_Work order:_
Each line from the one holding "positive clicks: (188, 254)" to the last line below must be written out exactly, with no other output.

_Data shown:_
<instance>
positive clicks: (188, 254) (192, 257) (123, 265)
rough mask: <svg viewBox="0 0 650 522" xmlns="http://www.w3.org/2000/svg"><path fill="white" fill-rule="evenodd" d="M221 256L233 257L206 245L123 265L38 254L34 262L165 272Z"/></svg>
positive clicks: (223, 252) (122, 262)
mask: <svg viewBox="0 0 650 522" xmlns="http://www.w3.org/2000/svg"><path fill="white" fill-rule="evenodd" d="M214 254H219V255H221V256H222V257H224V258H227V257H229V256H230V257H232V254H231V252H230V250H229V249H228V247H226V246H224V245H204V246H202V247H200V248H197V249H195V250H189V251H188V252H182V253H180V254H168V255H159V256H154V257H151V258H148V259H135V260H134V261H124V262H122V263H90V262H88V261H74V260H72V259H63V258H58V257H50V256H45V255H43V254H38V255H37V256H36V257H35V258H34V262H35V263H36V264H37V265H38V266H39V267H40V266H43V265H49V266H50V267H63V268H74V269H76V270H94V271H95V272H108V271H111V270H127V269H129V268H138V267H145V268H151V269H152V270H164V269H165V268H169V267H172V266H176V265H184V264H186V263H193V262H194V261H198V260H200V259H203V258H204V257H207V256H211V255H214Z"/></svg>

_Result for this exercise:_
positive clicks: (188, 254) (192, 257) (123, 265)
rough mask: <svg viewBox="0 0 650 522" xmlns="http://www.w3.org/2000/svg"><path fill="white" fill-rule="evenodd" d="M221 256L233 257L206 245L123 265L38 254L34 262L165 272Z"/></svg>
positive clicks: (223, 252) (122, 262)
mask: <svg viewBox="0 0 650 522" xmlns="http://www.w3.org/2000/svg"><path fill="white" fill-rule="evenodd" d="M214 254H219V255H221V256H222V257H224V258H227V257H229V256H230V257H232V254H231V252H230V250H229V249H228V247H226V246H224V245H204V246H202V247H200V248H197V249H195V250H189V251H188V252H182V253H180V254H168V255H159V256H154V257H151V258H148V259H135V260H134V261H124V262H122V263H90V262H88V261H74V260H72V259H63V258H58V257H50V256H45V255H43V254H38V255H37V256H36V257H35V258H34V262H35V263H36V264H37V265H38V266H39V267H40V266H43V265H49V266H50V267H63V268H74V269H76V270H94V271H95V272H108V271H111V270H127V269H129V268H138V267H145V268H151V269H152V270H164V269H165V268H169V267H172V266H176V265H184V264H186V263H193V262H194V261H198V260H200V259H203V258H204V257H207V256H211V255H214Z"/></svg>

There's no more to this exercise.